##### Exercise inputs

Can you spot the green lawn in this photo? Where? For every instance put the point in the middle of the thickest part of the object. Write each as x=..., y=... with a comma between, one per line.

##########
##### Exercise inputs

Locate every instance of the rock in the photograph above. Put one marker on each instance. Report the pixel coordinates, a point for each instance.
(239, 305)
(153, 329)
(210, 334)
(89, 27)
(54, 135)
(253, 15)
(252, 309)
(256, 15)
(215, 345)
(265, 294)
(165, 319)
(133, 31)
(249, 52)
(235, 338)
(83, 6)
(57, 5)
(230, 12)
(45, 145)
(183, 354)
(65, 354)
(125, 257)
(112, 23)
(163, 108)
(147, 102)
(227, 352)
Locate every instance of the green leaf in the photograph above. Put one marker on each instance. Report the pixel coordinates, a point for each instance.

##########
##### Exercise inputs

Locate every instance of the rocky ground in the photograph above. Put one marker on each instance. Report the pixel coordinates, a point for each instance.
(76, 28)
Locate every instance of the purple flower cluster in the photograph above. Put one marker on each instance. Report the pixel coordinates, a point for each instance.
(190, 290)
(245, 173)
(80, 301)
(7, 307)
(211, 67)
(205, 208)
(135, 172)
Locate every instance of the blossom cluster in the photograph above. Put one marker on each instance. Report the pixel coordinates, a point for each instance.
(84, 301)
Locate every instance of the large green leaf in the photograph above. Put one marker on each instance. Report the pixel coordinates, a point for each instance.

##########

If a line in the listing contains the string "green", copy it.

Can you spot the green lawn in this photo? Where? For every instance put the point in the middle of the thickest part of the object. Write each as x=..., y=... with a comma between, one per line.
Locate every instance of the green leaf in the photograph above. Put one marker on each instance. Report the pixel coordinates, a point for each instance.
Locate every instance of the large green leaf in the photograph above. Put one marker on each instance. Report the pixel coordinates, a point for each instance.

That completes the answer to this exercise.